_TASK TO COMPLETE_:
Each entry below needs to be copied exactly, with nothing dropped.

_MATERIAL FOR THIS EXERCISE_:
■ ■ ■ ■

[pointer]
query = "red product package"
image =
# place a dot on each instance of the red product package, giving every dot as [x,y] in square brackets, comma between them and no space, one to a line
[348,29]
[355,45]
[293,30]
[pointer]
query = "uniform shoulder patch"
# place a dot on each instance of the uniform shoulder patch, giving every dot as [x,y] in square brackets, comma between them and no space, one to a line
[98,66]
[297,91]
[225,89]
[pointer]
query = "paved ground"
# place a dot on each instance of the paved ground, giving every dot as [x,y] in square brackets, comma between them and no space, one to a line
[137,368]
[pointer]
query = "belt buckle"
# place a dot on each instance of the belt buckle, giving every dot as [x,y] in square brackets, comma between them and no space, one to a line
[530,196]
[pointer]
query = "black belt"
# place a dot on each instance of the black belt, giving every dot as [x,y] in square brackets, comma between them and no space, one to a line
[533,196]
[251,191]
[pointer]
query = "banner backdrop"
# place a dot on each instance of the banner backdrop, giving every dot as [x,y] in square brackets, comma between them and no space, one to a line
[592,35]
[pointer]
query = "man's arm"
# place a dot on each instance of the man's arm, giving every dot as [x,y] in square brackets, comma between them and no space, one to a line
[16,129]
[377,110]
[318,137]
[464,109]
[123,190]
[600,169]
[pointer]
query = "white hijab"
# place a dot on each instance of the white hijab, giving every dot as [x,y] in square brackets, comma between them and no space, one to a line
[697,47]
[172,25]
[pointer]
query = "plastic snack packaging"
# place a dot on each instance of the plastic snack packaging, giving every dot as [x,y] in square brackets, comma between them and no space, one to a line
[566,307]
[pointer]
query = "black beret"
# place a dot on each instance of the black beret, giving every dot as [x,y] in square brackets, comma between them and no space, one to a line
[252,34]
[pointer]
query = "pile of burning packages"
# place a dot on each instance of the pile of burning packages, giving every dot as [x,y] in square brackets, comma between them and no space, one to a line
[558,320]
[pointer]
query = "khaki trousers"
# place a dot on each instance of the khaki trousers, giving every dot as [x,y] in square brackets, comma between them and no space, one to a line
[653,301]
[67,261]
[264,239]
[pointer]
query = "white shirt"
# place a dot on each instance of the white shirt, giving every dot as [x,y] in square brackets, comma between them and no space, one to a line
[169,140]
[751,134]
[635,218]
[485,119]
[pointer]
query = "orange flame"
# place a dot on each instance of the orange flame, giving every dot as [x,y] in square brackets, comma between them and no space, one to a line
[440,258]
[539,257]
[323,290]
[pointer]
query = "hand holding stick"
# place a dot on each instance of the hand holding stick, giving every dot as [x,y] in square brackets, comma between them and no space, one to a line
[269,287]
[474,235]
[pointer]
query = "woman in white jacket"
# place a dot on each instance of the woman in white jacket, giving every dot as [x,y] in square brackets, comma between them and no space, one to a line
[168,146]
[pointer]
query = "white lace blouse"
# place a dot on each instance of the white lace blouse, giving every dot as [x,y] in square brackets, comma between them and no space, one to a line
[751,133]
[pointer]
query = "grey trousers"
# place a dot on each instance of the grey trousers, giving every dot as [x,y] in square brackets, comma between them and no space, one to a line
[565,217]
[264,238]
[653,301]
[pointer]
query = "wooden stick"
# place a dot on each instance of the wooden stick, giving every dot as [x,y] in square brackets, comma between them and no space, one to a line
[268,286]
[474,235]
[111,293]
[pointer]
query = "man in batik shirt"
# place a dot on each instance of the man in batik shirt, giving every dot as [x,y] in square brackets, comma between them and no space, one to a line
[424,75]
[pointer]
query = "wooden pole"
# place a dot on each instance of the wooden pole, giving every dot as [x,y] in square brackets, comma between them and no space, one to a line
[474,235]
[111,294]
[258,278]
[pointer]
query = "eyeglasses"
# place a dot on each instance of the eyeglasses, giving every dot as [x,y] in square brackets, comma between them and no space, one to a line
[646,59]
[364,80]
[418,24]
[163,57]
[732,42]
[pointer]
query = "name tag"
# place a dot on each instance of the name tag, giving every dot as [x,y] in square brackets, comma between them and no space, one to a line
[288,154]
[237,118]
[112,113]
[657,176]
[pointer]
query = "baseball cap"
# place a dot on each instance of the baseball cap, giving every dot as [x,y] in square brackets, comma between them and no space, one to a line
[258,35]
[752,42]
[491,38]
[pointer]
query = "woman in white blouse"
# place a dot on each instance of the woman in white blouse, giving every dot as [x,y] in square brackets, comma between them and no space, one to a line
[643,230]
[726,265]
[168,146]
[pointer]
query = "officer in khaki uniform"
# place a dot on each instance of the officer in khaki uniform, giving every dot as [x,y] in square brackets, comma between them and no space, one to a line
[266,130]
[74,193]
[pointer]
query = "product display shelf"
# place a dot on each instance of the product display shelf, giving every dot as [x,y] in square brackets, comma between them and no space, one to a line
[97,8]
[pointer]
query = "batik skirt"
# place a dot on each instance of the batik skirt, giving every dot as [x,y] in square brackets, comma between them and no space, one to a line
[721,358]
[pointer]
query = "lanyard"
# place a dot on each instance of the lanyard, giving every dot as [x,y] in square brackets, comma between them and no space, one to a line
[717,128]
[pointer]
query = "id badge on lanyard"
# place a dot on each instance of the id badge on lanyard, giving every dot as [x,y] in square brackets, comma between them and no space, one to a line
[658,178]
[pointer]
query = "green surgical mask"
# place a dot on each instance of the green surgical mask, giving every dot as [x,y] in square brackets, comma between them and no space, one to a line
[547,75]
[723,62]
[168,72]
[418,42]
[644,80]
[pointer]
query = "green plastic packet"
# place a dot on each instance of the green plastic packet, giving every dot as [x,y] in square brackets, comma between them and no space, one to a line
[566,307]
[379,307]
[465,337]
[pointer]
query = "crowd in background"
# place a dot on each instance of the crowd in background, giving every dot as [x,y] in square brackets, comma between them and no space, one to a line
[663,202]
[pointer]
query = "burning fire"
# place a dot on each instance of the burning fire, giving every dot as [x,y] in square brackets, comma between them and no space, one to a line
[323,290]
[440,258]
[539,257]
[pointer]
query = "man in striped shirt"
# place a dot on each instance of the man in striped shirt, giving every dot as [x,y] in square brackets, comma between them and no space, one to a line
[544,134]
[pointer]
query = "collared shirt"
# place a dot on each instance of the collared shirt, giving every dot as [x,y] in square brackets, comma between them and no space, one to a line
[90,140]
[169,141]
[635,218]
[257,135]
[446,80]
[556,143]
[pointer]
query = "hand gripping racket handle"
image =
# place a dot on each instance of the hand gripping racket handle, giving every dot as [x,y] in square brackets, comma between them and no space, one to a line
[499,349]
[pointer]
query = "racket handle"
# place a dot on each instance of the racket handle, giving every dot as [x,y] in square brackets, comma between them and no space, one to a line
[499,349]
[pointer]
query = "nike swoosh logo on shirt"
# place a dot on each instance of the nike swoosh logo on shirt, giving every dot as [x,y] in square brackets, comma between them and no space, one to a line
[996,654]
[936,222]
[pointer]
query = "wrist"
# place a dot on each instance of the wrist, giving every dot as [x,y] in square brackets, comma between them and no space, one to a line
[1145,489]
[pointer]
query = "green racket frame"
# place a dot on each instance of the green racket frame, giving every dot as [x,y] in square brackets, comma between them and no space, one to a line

■ ■ ■ ■

_SOLUTION TO THE EXERCISE_:
[pointer]
query = "red product package"
image =
# place a dot on each instance of the red product package, giving every dot as [x,y] in square brackets, comma between them and no space, one to a line
[348,29]
[355,45]
[293,30]
[pointer]
query = "uniform shoulder patch"
# place a dot on each instance of the uniform shoulder patch, giving every dot as [x,y] in square brackets, comma between them and no space, one to a line
[98,66]
[297,91]
[225,89]
[pointer]
query = "paved ground"
# place a dot on each instance of the paved ground, giving every dot as [x,y] in square brackets, comma between them and no space, one to a line
[137,368]
[pointer]
query = "belt buckle"
# place a dot on each instance of the belt buckle, giving every dot as [x,y] in square brackets, comma between them and no space, one to a line
[530,196]
[pointer]
query = "black belt"
# place a dot on each instance of the black belt, giving every dot as [x,y] in square brackets, comma between them and no space, one to a line
[533,196]
[251,191]
[pointer]
query = "banner backdrop"
# place a dot on each instance of the banner backdrop, giving every dot as [x,y] in square brackets, comma between them and no space, one to a line
[592,35]
[pointer]
query = "man's arm"
# place a dot on each instance of the man's arm, giving every dot as [x,y] in square brackets, comma between them and no space, one to a line
[16,129]
[377,110]
[318,137]
[464,109]
[123,190]
[600,169]
[pointer]
query = "white hijab"
# place a dot on each instance of the white hijab, giving every dot as [x,y] in square brackets, comma between them and no space, one to a line
[697,47]
[172,25]
[pointer]
query = "plastic snack packaging"
# place a dot on each instance of the plastic snack packaging, giving every dot as [x,y] in square brackets, comma between them and no space, one to a line
[566,307]
[pointer]
query = "black beret"
# place a dot on each instance of the black beret, giving every dot as [x,y] in square brackets, comma between them and no space, one to a line
[252,34]
[pointer]
query = "pile of burning packages"
# place a dot on each instance of the pile of burning packages, giving every dot as [x,y] in square brackets, comma between them and no space, one to a line
[558,320]
[pointer]
query = "khaki trousers"
# place a dot on each instance of the khaki trousers, giving every dot as [x,y] in square brackets, comma between them and no space, one to a line
[653,301]
[67,261]
[264,239]
[pointer]
query = "white shirt"
# place a dot on each instance of the white shirt, giving every dot as [x,y] in square brackets, comma between them and no space, one to a line
[169,140]
[751,134]
[635,218]
[485,119]
[pointer]
query = "orange flame"
# place a dot on each instance of the orange flame, giving every dot as [x,y] in square brackets, comma between them and no space, one to a line
[440,258]
[539,257]
[323,290]
[pointer]
query = "hand holding stick"
# place a dot on each instance of the hand holding stick, giving every dot as [x,y] in square brackets, comma between them and no space, one to a line
[269,287]
[474,235]
[pointer]
query = "woman in white jacket"
# place a dot on each instance of the woman in white jacket, giving every dot as [x,y] in square brackets, comma between them and no space, one to a line
[168,146]
[pointer]
query = "white lace blouse"
# place a dot on each instance of the white lace blouse, giving every dot as [x,y] in square brackets, comma between them and no space, one to a line
[751,133]
[pointer]
query = "grey trousers"
# place a dot on each instance of the grey trousers, giving every dot as [x,y] in square brackets, comma between them and no space, one to a line
[565,217]
[264,238]
[653,301]
[pointer]
query = "wooden stick"
# place a dot on each instance of the wooden stick, giving every dot as [x,y] in square brackets, comma between them and no space, one to a line
[268,286]
[474,235]
[111,293]
[pointer]
query = "man in batik shirt"
# place a dot on each instance of the man in batik shirt, giving every dot as [x,y] in square brackets, comma between them and no space, one to a line
[424,75]
[pointer]
query = "wooden pole"
# place a dot on each instance of the wooden pole, giving every dot as [x,y] in square brackets, comma between them and no space, one to a line
[474,235]
[111,294]
[258,278]
[pointer]
query = "eyeglasses"
# place a dot on each instance of the eyeglasses, giving every dot as [x,y] in square brackets, comma between them and no space, one to a line
[646,59]
[364,80]
[418,24]
[163,57]
[732,42]
[pointer]
query = "name tag"
# place a dot on each instance of the name tag, giving every dot as [x,y] in square brackets, comma between them and no space, one to a line
[288,154]
[237,118]
[112,113]
[657,176]
[pointer]
query = "baseball cap"
# place a dot on each instance of the baseball cap, giving every dot as [x,y] in square brackets, comma between them and no space, one to a line
[258,35]
[752,42]
[491,38]
[pointer]
query = "woman in white blouse"
# place a dot on each instance of the woman in white blouse, giving every dot as [x,y] in square brackets, comma between them and no space, one to a line
[643,230]
[726,265]
[168,146]
[pointer]
query = "officer in khaki uniform"
# place a dot on each instance of the officer in khaki uniform, giving every dot as [x,y] in square brackets, comma between them and no space, one to a line
[266,130]
[74,193]
[pointer]
query = "product display shelf"
# place a dot on each instance of the product display shelf, giving every dot as [x,y] in square brackets, comma between them and no space, one to a line
[97,8]
[pointer]
query = "batik skirt"
# place a dot on each instance of the batik skirt, giving every dot as [x,y] in square brackets, comma between them and no space, one to a line
[721,358]
[pointer]
query = "lanyard"
# place a dot on each instance of the lanyard, giving every dot as [x,y] in square brackets, comma between them and no space, one to a line
[717,128]
[pointer]
query = "id badge on lanyard"
# place a dot on each instance of the id badge on lanyard, giving every dot as [x,y] in square brackets, comma between them and no space, one to a line
[658,178]
[pointer]
query = "green surgical mask"
# place a dot on each instance of the green surgical mask, giving every dot as [x,y] in square brackets, comma between them and no space, one to a line
[547,75]
[723,62]
[168,72]
[418,42]
[644,80]
[pointer]
query = "green plastic packet"
# place a dot on each instance of the green plastic packet, giving every dot as [x,y] in square brackets, comma between them and no space, one to a line
[566,307]
[379,307]
[465,337]
[pointer]
query = "crowd in background"
# place a dot on each instance of the crowd in background, giving every dot as [x,y] in square brackets, comma between them and no space, one to a line
[663,202]
[pointer]
query = "burning fire"
# place a dot on each instance of the burning fire, giving every dot as [x,y] in square brackets, comma between them and no space, one to a line
[323,290]
[440,258]
[539,257]
[pointer]
query = "man in striped shirt"
# place a dot on each instance of the man in striped shirt, giving every dot as [x,y] in square brackets, comma between them and no space, one to a line
[544,134]
[pointer]
query = "collared shirt"
# place a dot on each instance of the collared shirt, giving every dot as [x,y] in square brackets, comma between them and no space, one to a line
[90,140]
[169,141]
[635,218]
[257,135]
[446,80]
[556,143]
[pointer]
query = "hand gripping racket handle"
image =
# place a dot on each instance of the hand gripping racket handle, giving every dot as [x,y] in square brackets, comma between them and no space, one to a line
[499,349]
[pointer]
query = "racket handle"
# place a dot on each instance of the racket handle, giving every dot as [x,y] in square brackets, comma between them and no space, one to a line
[499,349]
[pointer]
query = "nike swoosh logo on shirt"
# place a dot on each instance of the nike swoosh logo on shirt, giving every dot as [x,y] in square brackets, comma between them and no space, one to a line
[996,654]
[936,222]
[pointer]
query = "wrist"
# place a dot on each instance of the wrist, giving every dot as [x,y] in square brackets, comma between them and no space, one to a line
[1145,489]
[pointer]
query = "green racket frame"
# place a dot on each instance of the green racket frame, giving every dot as [x,y] in square brackets, comma between them and no space, one to a line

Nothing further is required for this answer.